• _Written request A_
In the social media text, what name is given to the problem of older posts getting buried under recent ones?

• _Extracted text_
I have two major problems with social media: I don’t like what it does to people, and I don’t like how it works. I’ll avoid getting into the first one.

Design-wise, I’m frustrated by the ephemeral nature of profile feeds. Nothing really lasts. Your most visible public presence is the handful of things you recently posted, and everything else is buried. (I call this the tip-of-the-iceberg problem.) The only way to get to older posts is to scroll. Features commonly found on most blogs that make it easier to browse or find old posts—categories, dated archives, etc—aren’t there. Hashtags are the closest thing there is to any means of classification, and they’re better than nothing, but I think the current implementation is flawed. That’s for a later post, though.

There’s a reason this problem hasn’t been solved: social networks don’t consider it a problem. Most users don’t care about their old posts getting buried, and I’d bet a lot of us are secretly glad to see our random outbursts settle into oblivion, given how many of our social media contributions are disposable things we knocked off on a whim. Some of us even go back and delete them. Why worry about making them more visible or accessible?

• _Given data_
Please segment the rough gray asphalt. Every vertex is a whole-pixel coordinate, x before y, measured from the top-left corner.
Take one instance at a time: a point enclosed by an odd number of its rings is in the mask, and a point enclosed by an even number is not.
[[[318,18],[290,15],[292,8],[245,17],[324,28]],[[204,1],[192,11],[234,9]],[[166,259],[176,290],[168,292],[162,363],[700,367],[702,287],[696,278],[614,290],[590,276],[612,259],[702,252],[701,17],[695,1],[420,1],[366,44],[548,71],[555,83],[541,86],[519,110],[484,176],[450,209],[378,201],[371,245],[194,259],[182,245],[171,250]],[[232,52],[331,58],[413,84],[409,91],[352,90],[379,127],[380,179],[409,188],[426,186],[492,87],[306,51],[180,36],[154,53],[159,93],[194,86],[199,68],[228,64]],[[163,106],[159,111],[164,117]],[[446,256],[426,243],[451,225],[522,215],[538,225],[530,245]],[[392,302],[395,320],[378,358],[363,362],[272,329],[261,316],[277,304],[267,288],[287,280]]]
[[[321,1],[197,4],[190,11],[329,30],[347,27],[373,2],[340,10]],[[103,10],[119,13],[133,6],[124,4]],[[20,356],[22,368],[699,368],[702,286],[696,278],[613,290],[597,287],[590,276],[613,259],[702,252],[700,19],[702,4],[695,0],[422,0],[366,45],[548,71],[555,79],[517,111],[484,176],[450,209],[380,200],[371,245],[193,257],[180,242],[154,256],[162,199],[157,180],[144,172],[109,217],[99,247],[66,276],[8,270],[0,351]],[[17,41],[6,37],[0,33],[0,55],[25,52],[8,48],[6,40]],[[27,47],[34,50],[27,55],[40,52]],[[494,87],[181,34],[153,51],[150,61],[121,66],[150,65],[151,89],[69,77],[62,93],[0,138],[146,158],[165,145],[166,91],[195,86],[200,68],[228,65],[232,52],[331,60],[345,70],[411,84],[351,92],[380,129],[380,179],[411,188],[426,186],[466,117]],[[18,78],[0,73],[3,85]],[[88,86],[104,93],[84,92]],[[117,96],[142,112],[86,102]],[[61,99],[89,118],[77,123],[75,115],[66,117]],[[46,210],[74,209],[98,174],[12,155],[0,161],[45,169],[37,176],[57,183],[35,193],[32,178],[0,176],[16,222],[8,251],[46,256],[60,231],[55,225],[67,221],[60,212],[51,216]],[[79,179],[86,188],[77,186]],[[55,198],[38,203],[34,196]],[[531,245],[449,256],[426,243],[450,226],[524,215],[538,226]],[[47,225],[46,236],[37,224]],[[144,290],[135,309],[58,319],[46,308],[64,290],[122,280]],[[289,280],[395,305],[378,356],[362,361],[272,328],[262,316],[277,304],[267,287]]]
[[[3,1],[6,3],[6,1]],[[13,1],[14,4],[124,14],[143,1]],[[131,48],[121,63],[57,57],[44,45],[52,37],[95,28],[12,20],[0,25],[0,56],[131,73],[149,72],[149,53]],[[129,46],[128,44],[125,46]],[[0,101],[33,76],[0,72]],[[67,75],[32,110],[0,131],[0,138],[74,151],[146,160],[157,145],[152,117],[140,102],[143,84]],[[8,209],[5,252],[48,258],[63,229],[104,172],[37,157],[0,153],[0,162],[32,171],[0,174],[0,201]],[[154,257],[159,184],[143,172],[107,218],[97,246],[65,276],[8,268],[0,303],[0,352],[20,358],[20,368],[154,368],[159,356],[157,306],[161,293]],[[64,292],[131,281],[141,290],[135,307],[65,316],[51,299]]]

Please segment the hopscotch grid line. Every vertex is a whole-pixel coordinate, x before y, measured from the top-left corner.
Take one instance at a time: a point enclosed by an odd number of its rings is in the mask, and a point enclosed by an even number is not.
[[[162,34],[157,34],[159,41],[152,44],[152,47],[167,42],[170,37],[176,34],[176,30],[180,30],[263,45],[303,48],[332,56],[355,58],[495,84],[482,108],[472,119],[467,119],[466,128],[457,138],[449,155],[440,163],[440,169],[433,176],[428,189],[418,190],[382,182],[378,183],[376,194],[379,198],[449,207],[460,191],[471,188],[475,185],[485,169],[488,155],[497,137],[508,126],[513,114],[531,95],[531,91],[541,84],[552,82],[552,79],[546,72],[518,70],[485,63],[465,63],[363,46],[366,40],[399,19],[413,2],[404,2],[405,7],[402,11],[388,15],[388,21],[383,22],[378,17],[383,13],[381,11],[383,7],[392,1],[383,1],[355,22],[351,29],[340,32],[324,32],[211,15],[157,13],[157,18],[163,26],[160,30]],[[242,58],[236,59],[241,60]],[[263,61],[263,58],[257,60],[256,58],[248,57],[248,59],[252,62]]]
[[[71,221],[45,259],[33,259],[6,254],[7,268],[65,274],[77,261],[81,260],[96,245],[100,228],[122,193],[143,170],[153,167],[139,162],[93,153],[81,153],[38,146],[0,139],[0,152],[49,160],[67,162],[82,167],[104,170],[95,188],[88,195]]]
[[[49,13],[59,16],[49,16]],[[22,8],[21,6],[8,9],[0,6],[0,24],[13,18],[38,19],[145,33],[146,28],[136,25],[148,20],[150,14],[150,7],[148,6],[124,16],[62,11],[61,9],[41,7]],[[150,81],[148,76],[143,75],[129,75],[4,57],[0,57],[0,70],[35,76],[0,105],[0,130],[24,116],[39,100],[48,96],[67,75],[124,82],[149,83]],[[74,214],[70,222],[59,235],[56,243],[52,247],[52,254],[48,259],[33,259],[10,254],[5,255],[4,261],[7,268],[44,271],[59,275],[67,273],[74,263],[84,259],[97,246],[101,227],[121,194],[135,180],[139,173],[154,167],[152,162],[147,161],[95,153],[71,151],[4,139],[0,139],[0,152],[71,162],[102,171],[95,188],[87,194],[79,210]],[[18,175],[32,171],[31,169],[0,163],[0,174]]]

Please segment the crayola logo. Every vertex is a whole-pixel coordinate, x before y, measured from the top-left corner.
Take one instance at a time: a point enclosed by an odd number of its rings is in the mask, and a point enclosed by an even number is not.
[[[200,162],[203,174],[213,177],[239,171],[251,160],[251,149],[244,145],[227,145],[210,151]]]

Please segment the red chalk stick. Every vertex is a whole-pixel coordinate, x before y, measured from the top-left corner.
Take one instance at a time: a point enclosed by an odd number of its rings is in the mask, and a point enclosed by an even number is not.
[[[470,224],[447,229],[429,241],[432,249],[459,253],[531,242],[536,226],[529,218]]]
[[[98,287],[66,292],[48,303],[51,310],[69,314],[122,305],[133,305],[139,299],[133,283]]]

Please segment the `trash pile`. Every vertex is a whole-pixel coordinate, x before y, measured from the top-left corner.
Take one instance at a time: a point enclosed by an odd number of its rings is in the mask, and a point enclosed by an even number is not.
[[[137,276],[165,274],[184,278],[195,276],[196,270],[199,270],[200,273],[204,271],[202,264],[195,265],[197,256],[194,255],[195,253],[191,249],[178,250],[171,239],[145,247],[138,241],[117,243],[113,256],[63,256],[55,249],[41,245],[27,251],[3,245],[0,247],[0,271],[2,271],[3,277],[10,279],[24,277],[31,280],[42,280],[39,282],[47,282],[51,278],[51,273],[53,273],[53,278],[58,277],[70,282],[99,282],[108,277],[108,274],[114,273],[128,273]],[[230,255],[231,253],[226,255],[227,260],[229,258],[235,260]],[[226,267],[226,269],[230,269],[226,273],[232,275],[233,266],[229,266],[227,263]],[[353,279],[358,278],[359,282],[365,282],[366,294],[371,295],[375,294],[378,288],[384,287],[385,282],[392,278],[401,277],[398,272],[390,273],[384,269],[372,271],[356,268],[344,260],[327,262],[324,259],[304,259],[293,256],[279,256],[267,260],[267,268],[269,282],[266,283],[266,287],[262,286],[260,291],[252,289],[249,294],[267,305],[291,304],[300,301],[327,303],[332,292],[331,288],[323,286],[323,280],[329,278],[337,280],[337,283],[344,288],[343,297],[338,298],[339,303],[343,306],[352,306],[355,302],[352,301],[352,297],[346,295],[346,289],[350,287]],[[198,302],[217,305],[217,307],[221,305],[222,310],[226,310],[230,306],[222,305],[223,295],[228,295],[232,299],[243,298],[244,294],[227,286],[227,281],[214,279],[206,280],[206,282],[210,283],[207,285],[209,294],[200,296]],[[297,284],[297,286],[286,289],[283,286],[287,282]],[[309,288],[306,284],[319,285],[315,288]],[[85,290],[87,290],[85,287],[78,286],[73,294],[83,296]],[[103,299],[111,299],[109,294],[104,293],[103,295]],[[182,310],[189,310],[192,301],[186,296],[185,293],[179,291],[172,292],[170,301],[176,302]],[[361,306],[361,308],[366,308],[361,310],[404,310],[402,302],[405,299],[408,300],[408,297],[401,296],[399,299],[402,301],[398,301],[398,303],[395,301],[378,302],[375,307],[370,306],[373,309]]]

• _Written request B_
How many lines of the listing above contain the word "Every"? Reply with the number only.

• _Expected answer A_
The tip-of-the-iceberg problem.

• _Expected answer B_
5